■ Text block:
+ Reply to Thread
Results 1 to 12 of 12

Matching a value that appears multiple times

  1. #1
    Registered User
    Join Date
    04-26-2006
    Posts
    7

    Matching a value that appears multiple times

    I have 2 columns with data in them, basically representing a gaussian distribution. Column A has the "X-axis" values and so is uniformly ascending with no duplicates. Column B has the "Y-axis" values and increases up to a maximum and then decreases again (this is data from an instrument and so its not completely smooth but is close). An example is below.

    0 4
    1 8
    2 16
    3 27
    4 50
    5 27
    6 16
    7 8
    8 4

    What I would like to do is get the 2 Column A values where the corresponding column B value is half of the max (in the case above, 25 is not available so the closest is 27). I am trying to calculate the difference between these values, so in the example, I would have 5-3. Is there a way to do this?

    Thanks.

■ Goal of the exercise: Condense the paragraph of the forum thread above that begins "I have 2 columns with data" into a short bulleted list that keeps its main facts.

■ Given data:

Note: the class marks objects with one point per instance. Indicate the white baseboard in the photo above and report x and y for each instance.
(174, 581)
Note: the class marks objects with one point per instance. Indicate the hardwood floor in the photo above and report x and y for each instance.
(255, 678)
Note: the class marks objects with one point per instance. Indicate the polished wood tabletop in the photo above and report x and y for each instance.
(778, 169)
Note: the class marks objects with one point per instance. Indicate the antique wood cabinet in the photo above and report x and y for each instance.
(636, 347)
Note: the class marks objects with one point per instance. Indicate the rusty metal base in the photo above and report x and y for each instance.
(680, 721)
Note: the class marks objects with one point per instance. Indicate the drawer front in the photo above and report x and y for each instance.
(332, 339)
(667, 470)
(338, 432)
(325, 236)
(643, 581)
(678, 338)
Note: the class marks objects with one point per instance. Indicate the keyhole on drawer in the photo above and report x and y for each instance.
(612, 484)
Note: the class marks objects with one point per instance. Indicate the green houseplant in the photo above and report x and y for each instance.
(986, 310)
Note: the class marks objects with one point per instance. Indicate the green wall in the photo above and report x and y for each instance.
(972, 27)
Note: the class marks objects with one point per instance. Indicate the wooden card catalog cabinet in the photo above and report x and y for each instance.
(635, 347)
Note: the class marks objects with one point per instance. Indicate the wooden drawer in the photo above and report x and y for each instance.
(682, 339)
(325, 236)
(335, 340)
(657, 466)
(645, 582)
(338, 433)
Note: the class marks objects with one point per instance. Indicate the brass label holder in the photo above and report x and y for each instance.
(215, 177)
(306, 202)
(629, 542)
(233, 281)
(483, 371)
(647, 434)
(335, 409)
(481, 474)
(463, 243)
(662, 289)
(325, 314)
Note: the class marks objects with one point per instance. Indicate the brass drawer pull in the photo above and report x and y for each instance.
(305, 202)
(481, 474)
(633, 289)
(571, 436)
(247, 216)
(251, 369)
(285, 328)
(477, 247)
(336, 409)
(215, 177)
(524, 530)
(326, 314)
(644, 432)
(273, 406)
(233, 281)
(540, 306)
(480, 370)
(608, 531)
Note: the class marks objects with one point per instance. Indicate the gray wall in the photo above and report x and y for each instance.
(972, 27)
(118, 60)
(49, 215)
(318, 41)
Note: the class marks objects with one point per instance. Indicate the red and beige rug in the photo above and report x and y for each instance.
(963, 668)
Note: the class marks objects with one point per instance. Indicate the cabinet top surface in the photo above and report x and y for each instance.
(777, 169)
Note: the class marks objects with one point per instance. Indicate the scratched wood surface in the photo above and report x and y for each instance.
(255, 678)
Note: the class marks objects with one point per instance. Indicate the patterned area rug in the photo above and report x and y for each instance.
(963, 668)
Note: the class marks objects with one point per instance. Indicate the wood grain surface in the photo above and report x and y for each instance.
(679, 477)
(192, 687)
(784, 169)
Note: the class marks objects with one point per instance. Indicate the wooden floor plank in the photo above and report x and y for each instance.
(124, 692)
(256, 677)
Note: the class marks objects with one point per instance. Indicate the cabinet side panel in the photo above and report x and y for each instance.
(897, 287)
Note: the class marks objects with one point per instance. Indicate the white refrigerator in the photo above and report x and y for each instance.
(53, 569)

■ The answer:
- Two columns of data roughly represent a Gaussian distribution.
- Column A holds the X-axis values, which ascend uniformly with no duplicates.
- Column B holds the Y-axis values, which rise to a maximum and then fall again.
- The data comes from an instrument, so it is close to smooth but not completely smooth.
- An example follows the paragraph.